** BEGIN INPUT FOR THIS TASK **

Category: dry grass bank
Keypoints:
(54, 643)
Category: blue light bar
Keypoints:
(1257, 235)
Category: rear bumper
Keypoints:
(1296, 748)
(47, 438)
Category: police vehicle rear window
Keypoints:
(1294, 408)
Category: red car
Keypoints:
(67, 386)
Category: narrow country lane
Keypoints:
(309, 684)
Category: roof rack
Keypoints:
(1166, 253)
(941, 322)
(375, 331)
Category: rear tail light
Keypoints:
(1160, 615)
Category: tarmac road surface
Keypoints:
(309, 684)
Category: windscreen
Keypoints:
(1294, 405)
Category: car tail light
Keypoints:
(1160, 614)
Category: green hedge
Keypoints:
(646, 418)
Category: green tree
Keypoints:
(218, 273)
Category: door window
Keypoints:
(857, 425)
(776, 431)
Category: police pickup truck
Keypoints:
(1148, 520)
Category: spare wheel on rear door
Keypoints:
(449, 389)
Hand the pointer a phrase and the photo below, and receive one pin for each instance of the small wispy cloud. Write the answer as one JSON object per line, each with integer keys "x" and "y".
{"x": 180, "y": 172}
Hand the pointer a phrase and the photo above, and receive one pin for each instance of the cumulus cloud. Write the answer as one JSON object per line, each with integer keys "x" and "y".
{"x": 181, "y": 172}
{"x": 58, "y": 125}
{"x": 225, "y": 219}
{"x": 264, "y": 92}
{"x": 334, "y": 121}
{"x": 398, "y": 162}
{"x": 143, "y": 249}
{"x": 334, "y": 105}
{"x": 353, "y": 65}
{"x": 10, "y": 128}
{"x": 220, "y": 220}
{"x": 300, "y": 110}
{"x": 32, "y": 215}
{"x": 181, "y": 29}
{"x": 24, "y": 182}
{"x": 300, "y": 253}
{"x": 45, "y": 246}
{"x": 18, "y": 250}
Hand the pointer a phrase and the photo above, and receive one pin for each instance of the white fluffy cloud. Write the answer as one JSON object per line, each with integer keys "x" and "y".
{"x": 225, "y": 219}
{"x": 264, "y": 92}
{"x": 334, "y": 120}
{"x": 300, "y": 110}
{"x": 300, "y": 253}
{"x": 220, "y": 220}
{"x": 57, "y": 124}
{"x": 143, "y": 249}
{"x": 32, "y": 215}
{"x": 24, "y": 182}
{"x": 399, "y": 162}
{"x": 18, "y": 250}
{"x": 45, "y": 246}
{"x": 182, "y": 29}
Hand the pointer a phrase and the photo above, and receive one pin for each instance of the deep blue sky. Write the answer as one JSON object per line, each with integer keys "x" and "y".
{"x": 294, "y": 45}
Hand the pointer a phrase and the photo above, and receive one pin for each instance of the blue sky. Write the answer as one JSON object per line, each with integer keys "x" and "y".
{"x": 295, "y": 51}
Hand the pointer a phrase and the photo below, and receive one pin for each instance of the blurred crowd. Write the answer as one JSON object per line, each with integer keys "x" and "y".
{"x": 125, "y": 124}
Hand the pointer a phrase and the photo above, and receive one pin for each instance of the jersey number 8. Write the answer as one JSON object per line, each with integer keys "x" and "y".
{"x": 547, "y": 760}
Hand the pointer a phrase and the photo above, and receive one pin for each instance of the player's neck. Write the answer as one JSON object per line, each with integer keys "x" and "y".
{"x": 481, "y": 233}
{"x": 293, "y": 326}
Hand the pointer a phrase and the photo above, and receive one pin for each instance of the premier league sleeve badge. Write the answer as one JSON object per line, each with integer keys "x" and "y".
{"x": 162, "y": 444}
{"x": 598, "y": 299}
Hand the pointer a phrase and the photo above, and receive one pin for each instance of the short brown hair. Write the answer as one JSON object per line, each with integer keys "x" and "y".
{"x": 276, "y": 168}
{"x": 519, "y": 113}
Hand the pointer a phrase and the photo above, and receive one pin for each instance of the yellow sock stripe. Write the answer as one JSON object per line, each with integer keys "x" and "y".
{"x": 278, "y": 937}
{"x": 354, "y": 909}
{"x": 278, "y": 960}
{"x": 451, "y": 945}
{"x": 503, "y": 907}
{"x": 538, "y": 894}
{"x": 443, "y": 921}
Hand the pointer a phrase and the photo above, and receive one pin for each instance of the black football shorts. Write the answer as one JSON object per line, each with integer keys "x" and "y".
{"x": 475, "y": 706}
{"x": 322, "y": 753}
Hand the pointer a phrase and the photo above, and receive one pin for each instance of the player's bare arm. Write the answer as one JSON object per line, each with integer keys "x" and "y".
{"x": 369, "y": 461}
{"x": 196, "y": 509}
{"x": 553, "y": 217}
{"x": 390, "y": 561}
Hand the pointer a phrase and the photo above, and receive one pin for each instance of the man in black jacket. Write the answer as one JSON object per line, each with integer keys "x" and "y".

** END INPUT FOR THIS TASK **

TASK BRIEF: Word for word, restate all of the data shown above.

WRITTEN RESPONSE:
Category: dry grass bank
Keypoints:
(54, 643)
Category: blue light bar
Keypoints:
(1257, 235)
Category: rear bumper
Keypoints:
(1296, 748)
(47, 438)
Category: police vehicle rear window
Keypoints:
(1294, 408)
Category: red car
Keypoints:
(67, 386)
Category: narrow country lane
Keypoints:
(309, 684)
Category: roof rack
Keypoints:
(1166, 253)
(941, 322)
(375, 331)
Category: rear tail light
Keypoints:
(1160, 615)
Category: tarmac road surface
Keypoints:
(309, 684)
Category: windscreen
Keypoints:
(1294, 405)
Category: car tail light
Keypoints:
(1160, 614)
Category: green hedge
Keypoints:
(646, 418)
Category: green tree
Keypoints:
(218, 273)
Category: door window
Keypoints:
(857, 425)
(776, 431)
Category: police pickup truck
Keypoints:
(1148, 520)
Category: spare wheel on rear door
Keypoints:
(449, 389)
Hand the pointer a phrase and the photo below, and receive one pin for each instance of the small wispy cloud. Write the answer as one JSON object per line, each with integer keys "x" and "y".
{"x": 180, "y": 172}
Hand the pointer a phrase and the photo above, and receive one pin for each instance of the cumulus cloud. Write the answer as one JSON object per line, each with integer keys "x" and "y".
{"x": 181, "y": 172}
{"x": 58, "y": 125}
{"x": 225, "y": 219}
{"x": 264, "y": 92}
{"x": 334, "y": 121}
{"x": 398, "y": 162}
{"x": 143, "y": 249}
{"x": 334, "y": 105}
{"x": 353, "y": 65}
{"x": 10, "y": 128}
{"x": 220, "y": 220}
{"x": 300, "y": 110}
{"x": 32, "y": 215}
{"x": 181, "y": 29}
{"x": 24, "y": 182}
{"x": 300, "y": 253}
{"x": 45, "y": 246}
{"x": 18, "y": 250}
Hand the pointer a phrase and the photo above, and receive one pin for each instance of the white fluffy cloud. Write the answer as one JSON object per line, each with integer keys "x" and "y".
{"x": 225, "y": 219}
{"x": 264, "y": 92}
{"x": 334, "y": 120}
{"x": 300, "y": 110}
{"x": 300, "y": 253}
{"x": 220, "y": 220}
{"x": 57, "y": 124}
{"x": 143, "y": 249}
{"x": 32, "y": 215}
{"x": 24, "y": 182}
{"x": 399, "y": 162}
{"x": 18, "y": 250}
{"x": 45, "y": 246}
{"x": 182, "y": 29}
Hand the pointer a phrase and the photo above, and receive one pin for each instance of the deep blue sky. Write the answer as one JSON object per line, each with integer keys "x" and "y".
{"x": 294, "y": 45}
Hand the pointer a phrase and the photo above, and receive one pin for each instance of the blue sky. Write the answer as one JSON object per line, each with integer keys "x" and "y".
{"x": 295, "y": 51}
Hand the pointer a phrase and the photo below, and receive one pin for each instance of the blurred crowd. Write the answer as one JSON object per line, each with integer keys "x" and "y".
{"x": 125, "y": 124}
Hand the pointer a phrase and the photo above, and receive one pin for each instance of the jersey number 8. Write the answer as one JSON object per line, each with integer keys "x" and "y".
{"x": 547, "y": 760}
Hand the pointer a phrase and the photo above, and receive one pin for each instance of the player's neck. Write the answer as one JSON object per line, each with integer keys "x" and "y".
{"x": 481, "y": 233}
{"x": 293, "y": 326}
Hand the pointer a phrase and the photo above, and receive one pin for each instance of the premier league sleeve badge. Write the answer as one JSON object per line, each with integer keys "x" and "y".
{"x": 162, "y": 444}
{"x": 598, "y": 299}
Hand the pointer a phrase and the photo above, and receive one pin for each instance of the short brown hair. Write the answer as one JSON object per line, each with integer keys "x" and "y".
{"x": 276, "y": 168}
{"x": 519, "y": 113}
Hand the pointer a phrase and the photo above, and receive one pin for each instance of the yellow sock stripe. Write the answer as one JSON object per line, each with integer keys "x" and "y".
{"x": 278, "y": 937}
{"x": 354, "y": 909}
{"x": 278, "y": 960}
{"x": 451, "y": 945}
{"x": 503, "y": 907}
{"x": 538, "y": 894}
{"x": 443, "y": 921}
Hand the pointer a phrase and the photo above, and receive one pin for each instance of the black football shorts. Write the answer as one JSON object per line, each with integer keys "x" and "y".
{"x": 475, "y": 706}
{"x": 322, "y": 753}
Hand the pointer a phrase and the photo above, and receive one pin for each instance of the player's bare arm. Write the answer as one JSON object per line, each with integer keys "x" and "y".
{"x": 369, "y": 461}
{"x": 196, "y": 509}
{"x": 553, "y": 217}
{"x": 390, "y": 561}
Hand the pointer a phrase and the photo above, and receive one pin for each instance of the man in black jacket. Write the answer as one JSON object per line, each with integer keys "x" and "y".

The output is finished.